→ Exercise:
In this material, which lines include the string "light"? Show them.

→ Material supplied:
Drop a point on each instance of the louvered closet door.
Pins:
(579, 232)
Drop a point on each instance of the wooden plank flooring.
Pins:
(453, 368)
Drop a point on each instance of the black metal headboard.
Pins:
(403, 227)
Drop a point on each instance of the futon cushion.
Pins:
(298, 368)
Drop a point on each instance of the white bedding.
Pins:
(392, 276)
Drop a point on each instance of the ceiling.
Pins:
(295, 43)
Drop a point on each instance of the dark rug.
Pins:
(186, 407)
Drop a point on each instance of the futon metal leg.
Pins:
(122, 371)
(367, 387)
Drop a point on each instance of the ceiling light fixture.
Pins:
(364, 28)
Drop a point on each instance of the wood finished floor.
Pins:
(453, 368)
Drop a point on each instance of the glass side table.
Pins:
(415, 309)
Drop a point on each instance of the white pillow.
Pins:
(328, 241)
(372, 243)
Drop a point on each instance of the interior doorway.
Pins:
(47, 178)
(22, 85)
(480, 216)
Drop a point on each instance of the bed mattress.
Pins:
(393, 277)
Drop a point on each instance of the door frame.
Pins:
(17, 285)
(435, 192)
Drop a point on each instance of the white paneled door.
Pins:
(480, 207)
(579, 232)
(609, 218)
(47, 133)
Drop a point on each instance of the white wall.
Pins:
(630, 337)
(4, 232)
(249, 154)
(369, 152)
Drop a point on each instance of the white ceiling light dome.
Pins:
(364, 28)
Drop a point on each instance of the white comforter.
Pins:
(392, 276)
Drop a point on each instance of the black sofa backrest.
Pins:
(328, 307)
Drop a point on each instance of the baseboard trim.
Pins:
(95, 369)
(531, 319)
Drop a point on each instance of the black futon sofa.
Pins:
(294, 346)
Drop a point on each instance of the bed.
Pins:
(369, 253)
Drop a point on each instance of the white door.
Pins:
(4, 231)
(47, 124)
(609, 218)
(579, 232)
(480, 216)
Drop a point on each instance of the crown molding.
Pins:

→ Answer below:
Drop a point on each instance of the ceiling light fixture.
Drop a point on each instance of the white ceiling light dome.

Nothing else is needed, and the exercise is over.